*WORK TO COMPLETE*. Present the following entries again, word for word and in full.
• • • •
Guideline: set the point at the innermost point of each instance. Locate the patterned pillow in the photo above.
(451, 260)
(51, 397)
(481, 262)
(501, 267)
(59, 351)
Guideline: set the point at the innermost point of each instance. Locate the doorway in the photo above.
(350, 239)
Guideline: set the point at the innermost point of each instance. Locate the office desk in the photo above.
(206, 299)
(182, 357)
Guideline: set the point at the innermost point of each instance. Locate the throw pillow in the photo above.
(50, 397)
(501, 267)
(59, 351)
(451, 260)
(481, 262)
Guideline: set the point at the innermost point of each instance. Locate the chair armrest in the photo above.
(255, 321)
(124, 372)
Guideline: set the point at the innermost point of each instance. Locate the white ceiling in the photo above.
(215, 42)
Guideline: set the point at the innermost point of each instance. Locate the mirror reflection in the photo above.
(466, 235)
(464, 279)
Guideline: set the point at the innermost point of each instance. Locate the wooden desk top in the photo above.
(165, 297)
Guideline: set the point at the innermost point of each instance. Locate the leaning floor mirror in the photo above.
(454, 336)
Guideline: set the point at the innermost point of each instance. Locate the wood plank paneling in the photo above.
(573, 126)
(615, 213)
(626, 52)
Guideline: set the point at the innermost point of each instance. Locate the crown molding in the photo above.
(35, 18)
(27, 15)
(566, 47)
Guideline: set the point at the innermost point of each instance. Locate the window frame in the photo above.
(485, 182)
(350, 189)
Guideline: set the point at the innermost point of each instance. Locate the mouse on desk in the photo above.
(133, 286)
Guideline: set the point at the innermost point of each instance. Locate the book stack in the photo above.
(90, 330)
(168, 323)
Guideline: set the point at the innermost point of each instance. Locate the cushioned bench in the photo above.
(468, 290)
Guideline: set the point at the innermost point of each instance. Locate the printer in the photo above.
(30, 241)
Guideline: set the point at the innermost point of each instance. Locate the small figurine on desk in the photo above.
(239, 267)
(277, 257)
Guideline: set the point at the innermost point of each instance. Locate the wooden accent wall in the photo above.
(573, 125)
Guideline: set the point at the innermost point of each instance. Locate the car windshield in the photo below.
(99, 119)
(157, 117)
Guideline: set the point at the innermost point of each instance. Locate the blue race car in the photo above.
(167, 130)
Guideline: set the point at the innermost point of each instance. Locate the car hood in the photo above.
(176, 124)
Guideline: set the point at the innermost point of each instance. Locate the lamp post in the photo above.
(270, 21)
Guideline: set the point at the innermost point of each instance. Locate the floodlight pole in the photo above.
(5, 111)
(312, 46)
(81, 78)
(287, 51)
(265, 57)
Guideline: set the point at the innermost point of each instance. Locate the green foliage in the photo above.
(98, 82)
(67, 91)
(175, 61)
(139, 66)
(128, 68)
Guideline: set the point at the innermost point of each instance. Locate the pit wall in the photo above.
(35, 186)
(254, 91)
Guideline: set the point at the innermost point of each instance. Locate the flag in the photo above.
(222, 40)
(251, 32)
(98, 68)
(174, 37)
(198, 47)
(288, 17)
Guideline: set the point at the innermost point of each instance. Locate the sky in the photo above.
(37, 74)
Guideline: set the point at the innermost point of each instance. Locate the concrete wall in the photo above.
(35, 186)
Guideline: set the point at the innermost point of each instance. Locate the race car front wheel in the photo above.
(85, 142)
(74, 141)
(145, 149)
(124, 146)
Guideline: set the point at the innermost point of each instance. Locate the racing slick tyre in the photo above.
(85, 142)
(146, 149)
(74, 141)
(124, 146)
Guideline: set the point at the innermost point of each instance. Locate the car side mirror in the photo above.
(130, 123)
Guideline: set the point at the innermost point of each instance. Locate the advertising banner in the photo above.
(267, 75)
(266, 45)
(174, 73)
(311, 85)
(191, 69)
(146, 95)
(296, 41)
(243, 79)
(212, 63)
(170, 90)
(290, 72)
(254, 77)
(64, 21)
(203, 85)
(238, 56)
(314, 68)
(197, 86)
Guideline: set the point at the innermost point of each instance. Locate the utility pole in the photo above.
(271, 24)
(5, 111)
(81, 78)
• • • •
*ANSWER FOR THIS EXERCISE*.
Guideline: set the point at the innermost point of each instance. Locate the patterned pillow in the photo above.
(451, 260)
(51, 397)
(481, 262)
(501, 267)
(59, 351)
Guideline: set the point at the innermost point of each instance. Locate the doorway in the photo above.
(350, 239)
Guideline: set the point at the innermost point of each instance. Locate the office desk in the photo above.
(206, 299)
(182, 357)
Guideline: set the point at the innermost point of each instance. Locate the throw pillow in the photo above.
(50, 397)
(501, 267)
(59, 351)
(451, 260)
(481, 262)
Guideline: set the point at the innermost point of each instance. Locate the chair armrest in the photo above.
(255, 321)
(124, 372)
Guideline: set the point at the innermost point of each instance. Locate the white ceiling in the photo above.
(215, 42)
Guideline: set the point at the innermost point of each instance. Locate the mirror reflection in the photo above.
(466, 235)
(464, 279)
Guideline: set the point at the innermost point of each instance. Locate the wooden desk top in the photo above.
(165, 297)
Guideline: set the point at the innermost point of each instance. Locate the leaning floor mirror in the photo above.
(454, 336)
Guideline: set the point at the innermost point of each instance. Locate the wood plank paneling in the photo above.
(573, 126)
(615, 213)
(626, 52)
Guideline: set the point at the innermost point of each instance. Locate the crown molding in the photo above.
(35, 18)
(27, 15)
(566, 47)
Guideline: set the point at the innermost point of each instance. Locate the window frame in the photo above.
(485, 182)
(350, 189)
Guideline: set the point at the innermost point of each instance. Locate the mouse on desk in the photo above.
(133, 286)
Guideline: set the point at the innermost point of each instance. Locate the book stack in the photo above.
(90, 330)
(168, 323)
Guideline: set the point at the innermost point of each instance. Locate the cushioned bench in the photo above.
(468, 290)
Guideline: set the point at the innermost point of each instance. Locate the printer in the photo above.
(30, 241)
Guideline: set the point at the innermost point of each instance. Locate the small figurine on desk in the photo above.
(239, 267)
(277, 257)
Guideline: set the point at the innermost point of each instance. Locate the wooden accent wall in the photo above.
(573, 125)
Guideline: set the point at the innermost point of each instance. Locate the car windshield in the photo below.
(99, 119)
(157, 117)
Guideline: set the point at the innermost point of each instance. Locate the blue race car in the photo above.
(167, 130)
Guideline: set the point at the innermost point of each instance. Locate the car hood in the photo above.
(176, 124)
Guideline: set the point at the innermost point of each instance. Locate the lamp post in the photo above.
(270, 21)
Guideline: set the point at the innermost point of each instance. Locate the floodlight pole in the photo above.
(5, 111)
(312, 46)
(81, 78)
(287, 51)
(265, 57)
Guideline: set the point at the innermost point of each instance. Locate the green foliage in the photo above.
(98, 82)
(67, 91)
(175, 61)
(139, 66)
(128, 68)
Guideline: set the point at the innermost point of each instance. Locate the pit wall in the photo above.
(35, 186)
(254, 91)
Guideline: set the point at the innermost point of each instance. Locate the flag in the photo above.
(222, 40)
(251, 32)
(98, 68)
(174, 37)
(198, 47)
(288, 17)
Guideline: set the point at the innermost point of each instance. Locate the sky in the photo above.
(37, 74)
Guideline: set the point at the innermost point of each instance. Locate the concrete wall in the photo above.
(35, 186)
Guideline: set the point at the innermost point of each instance. Locate the race car front wheel in the photo above.
(85, 142)
(74, 141)
(145, 149)
(124, 146)
Guideline: set the point at the innermost point of each instance. Locate the racing slick tyre in the photo above.
(85, 142)
(146, 149)
(74, 141)
(124, 146)
Guideline: set the point at the innermost point of each instance. Locate the car side mirror in the photo above.
(130, 123)
Guideline: set the point at the innermost point of each instance. Locate the advertising banner in the photo above.
(267, 75)
(266, 45)
(174, 73)
(311, 85)
(191, 69)
(146, 95)
(296, 41)
(243, 79)
(212, 63)
(170, 90)
(290, 72)
(254, 77)
(64, 21)
(203, 85)
(238, 56)
(314, 68)
(197, 86)
Guideline: set the point at the innermost point of each instance. Locate the utility pole in the photo above.
(271, 24)
(5, 111)
(81, 78)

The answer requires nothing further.